**Input**:
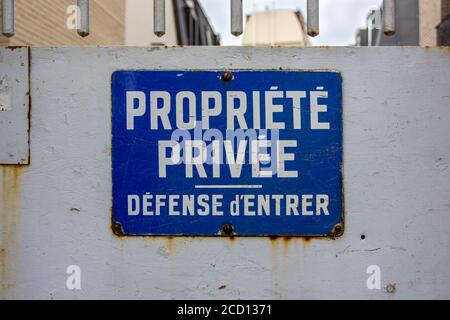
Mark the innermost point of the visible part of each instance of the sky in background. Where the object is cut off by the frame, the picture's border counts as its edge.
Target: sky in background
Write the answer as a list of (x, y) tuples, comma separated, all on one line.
[(339, 19)]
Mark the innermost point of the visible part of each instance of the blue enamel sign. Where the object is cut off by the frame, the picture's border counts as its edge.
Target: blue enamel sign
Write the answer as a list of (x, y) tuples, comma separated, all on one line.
[(251, 153)]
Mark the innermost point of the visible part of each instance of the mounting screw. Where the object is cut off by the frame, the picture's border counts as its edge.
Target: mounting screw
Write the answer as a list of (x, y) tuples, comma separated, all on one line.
[(227, 229), (227, 76), (391, 287), (117, 228), (338, 230)]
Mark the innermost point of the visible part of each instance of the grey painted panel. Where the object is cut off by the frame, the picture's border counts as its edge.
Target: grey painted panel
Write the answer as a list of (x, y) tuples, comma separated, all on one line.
[(396, 177)]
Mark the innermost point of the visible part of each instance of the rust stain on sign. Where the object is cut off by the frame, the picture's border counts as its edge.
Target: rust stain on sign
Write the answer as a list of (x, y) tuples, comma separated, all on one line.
[(9, 215)]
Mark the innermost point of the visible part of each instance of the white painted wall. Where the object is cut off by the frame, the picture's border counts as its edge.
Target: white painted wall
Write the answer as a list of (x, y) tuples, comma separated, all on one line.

**Direction**: Begin with the line containing "of the rust" and repeat each line exactly until the records above end.

**Written response**:
Mark the innermost point of the visible part of each instance of the rust stain on sign. Where the object is cut off by the frame, the picture's border counts as its edge.
Target: rust stain on sign
Write the answer as a list of (x, y) tuples, comma separated, all on one line.
[(9, 215)]
Mark the innermost point of the visible part of each instance of the white painted wall. Where the object is cut off by the frame, the picture's border counts as its edge.
Target: white painted wall
Write the answer as a list of (x, y) tuples, comma separated, all on one line.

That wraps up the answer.